PAGE EXCERPT
::::
Re: More PCI races... (wake_up_process)

From: George Anzinger (george@pioneer.net)
Date: Wed Jun 21 2000 - 10:12:34 EST


breed@almaden.ibm.com wrote:
>
> Interestingly enough, just yesterday I wanted to use wake_up_process and
> found that it is not an exported symbol... Is there a reason for this? I
> would like to use it in my module, and was wondering what the easiest way
> of doing it was...

Well I said I had not been there. Here is an additional $0.02 worth.
After thinking on my reply of yesterday (see below) I think one should
use one of the exported interfaces. These include wait_event() and its
companion wake_up(). Used properly these functions take care of the
case where the event to be waited for has already occured. There is
also a semaphore interface that is exported. I am sure somebody has
written a nice short how_to on these, if only I/you/we could find it.
(If not, maybe I will do one.) In any case the principle is simple, the
code short and the total overhead to do the tasks we are discussing is
the task structure and stack.

George

>
> ben
>
> George Anzinger <george@pioneer.net>@vger.rutgers.edu on 06/20/2000
> 04:42:24 PM
>
> Sent by: owner-linux-kernel@vger.rutgers.edu
>
> To: David Hinds <dhinds@valinux.com>
> cc: David Woodhouse <dwmw2@infradead.org>, jmerkey@timpanogas.com,
> linux-kernel@vger.rutgers.edu
> Subject: Re: More PCI races...
::::
REQUIRED WORK
(a) Print the section of the mailing list post starting with "(If not, maybe" and going on through "structure and stack.", keeping every word the same.
(b) Pick out each line of the rows that contains the string "sign", matching case exactly, and copy those lines.

Annotation records
::::
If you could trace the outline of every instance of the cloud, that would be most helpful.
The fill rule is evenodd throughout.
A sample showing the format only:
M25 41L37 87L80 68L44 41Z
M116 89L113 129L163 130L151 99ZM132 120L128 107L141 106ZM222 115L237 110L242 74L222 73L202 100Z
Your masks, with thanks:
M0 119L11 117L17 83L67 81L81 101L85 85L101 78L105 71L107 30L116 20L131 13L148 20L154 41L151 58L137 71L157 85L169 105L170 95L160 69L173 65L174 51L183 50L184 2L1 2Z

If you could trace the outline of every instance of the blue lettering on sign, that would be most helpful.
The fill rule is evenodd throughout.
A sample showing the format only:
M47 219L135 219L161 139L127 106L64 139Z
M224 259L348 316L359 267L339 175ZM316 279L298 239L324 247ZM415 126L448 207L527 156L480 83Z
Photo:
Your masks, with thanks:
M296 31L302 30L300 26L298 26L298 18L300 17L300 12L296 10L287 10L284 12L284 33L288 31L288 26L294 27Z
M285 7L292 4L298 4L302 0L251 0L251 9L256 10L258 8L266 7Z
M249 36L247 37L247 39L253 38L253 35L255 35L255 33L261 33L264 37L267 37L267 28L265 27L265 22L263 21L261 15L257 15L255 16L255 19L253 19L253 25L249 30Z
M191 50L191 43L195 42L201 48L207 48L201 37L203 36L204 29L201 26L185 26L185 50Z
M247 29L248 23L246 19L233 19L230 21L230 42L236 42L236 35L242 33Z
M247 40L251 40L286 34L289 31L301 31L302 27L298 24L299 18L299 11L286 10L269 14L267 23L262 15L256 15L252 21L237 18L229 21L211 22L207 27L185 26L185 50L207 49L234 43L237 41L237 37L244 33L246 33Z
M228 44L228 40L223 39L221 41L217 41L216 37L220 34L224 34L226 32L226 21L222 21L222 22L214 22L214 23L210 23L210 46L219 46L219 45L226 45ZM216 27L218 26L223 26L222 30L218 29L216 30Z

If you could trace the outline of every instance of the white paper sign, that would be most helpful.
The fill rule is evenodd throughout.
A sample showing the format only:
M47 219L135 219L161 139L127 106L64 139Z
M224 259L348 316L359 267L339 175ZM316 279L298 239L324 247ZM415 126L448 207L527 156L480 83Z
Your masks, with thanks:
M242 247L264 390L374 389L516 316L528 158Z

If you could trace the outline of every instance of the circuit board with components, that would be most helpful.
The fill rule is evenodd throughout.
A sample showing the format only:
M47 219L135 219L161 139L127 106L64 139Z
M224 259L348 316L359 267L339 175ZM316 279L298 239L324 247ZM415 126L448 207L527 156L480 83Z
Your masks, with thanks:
::::
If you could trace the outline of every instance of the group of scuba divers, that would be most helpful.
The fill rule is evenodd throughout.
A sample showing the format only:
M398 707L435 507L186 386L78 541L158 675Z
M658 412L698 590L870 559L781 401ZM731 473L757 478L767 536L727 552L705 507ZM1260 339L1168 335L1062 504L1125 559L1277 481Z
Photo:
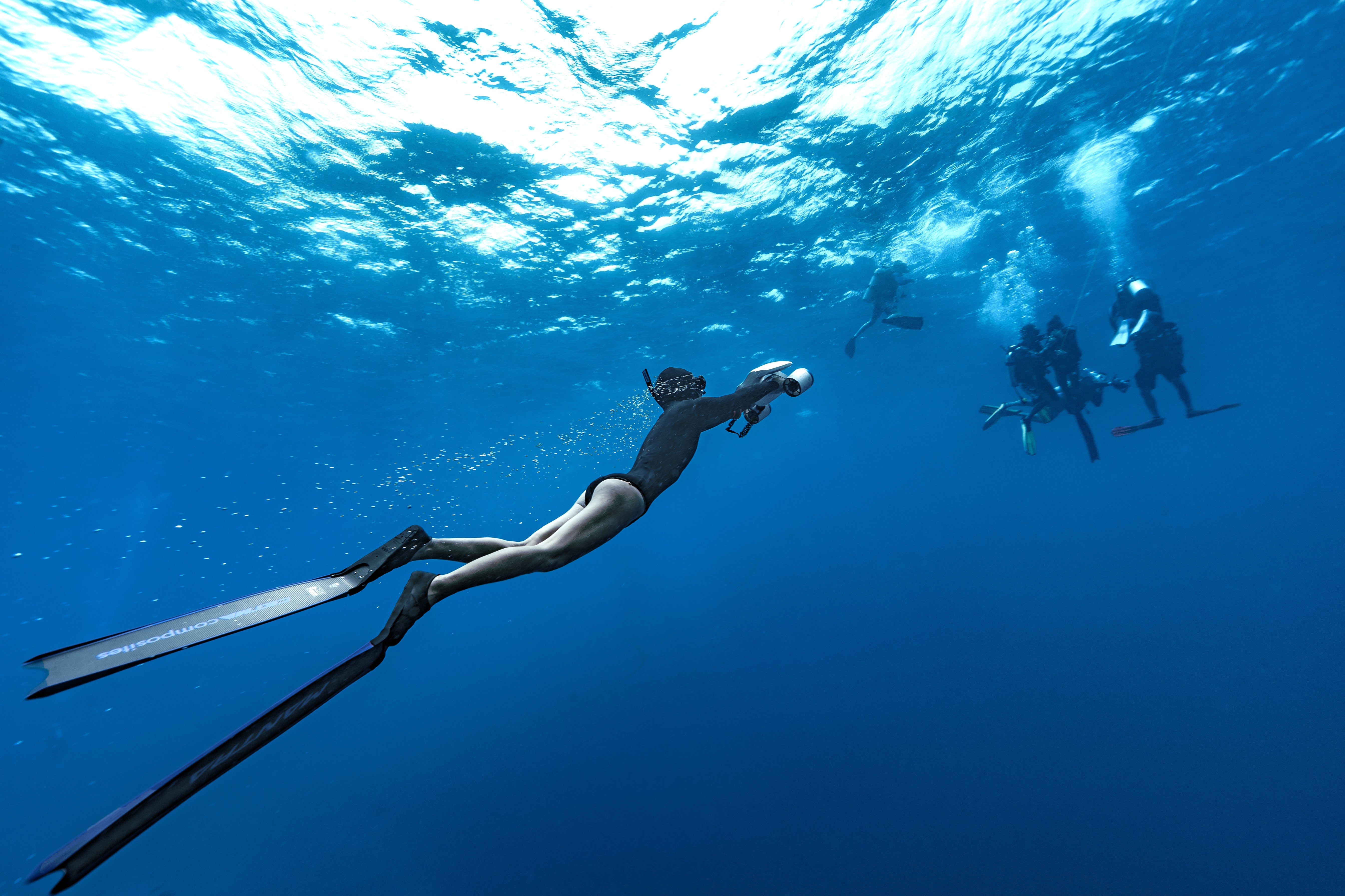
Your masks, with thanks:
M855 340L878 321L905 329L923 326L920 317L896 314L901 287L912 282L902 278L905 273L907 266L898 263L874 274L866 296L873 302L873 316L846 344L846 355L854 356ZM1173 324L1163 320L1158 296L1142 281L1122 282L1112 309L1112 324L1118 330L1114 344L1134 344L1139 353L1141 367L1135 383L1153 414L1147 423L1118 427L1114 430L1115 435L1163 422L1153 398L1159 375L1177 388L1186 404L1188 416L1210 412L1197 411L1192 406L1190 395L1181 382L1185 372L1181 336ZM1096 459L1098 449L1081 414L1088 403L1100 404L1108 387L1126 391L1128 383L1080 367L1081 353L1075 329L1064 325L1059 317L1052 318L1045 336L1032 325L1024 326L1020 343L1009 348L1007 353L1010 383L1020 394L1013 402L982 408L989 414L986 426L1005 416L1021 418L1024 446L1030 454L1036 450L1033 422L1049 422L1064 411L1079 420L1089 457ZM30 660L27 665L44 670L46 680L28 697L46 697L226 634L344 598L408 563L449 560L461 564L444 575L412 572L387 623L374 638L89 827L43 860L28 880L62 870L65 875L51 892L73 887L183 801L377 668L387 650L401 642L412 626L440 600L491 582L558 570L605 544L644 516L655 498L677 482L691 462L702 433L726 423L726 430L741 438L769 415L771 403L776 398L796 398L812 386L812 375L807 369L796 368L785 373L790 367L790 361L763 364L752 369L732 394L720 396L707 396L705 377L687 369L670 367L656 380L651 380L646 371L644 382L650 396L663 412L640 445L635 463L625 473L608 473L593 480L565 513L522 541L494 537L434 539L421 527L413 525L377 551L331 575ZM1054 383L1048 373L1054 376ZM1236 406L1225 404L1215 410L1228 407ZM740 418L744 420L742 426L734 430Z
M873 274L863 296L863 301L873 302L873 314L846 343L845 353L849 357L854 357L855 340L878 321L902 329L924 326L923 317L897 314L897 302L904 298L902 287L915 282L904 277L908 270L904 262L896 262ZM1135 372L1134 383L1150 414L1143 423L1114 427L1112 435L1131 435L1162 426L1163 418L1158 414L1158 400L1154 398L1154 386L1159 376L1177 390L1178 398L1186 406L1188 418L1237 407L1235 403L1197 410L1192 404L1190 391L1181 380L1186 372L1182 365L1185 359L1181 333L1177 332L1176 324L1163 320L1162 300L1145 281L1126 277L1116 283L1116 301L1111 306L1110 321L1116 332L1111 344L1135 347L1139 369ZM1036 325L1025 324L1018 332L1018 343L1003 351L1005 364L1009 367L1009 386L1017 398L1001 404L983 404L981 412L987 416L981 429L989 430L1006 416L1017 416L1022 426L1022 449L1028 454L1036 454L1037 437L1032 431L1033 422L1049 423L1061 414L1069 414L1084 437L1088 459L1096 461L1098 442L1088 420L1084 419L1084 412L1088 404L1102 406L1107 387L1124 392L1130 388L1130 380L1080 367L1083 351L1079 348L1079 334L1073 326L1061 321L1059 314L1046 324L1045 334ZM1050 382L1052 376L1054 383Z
::::
EXERCISE ANSWERS
(a)
(If not, maybe I will do one.) In any case the principle is simple, the
code short and the total overhead to do the tasks we are discussing is
the task structure and stack.

(b)
If you could trace the outline of every instance of the blue lettering on sign, that would be most helpful.
If you could trace the outline of every instance of the white paper sign, that would be most helpful.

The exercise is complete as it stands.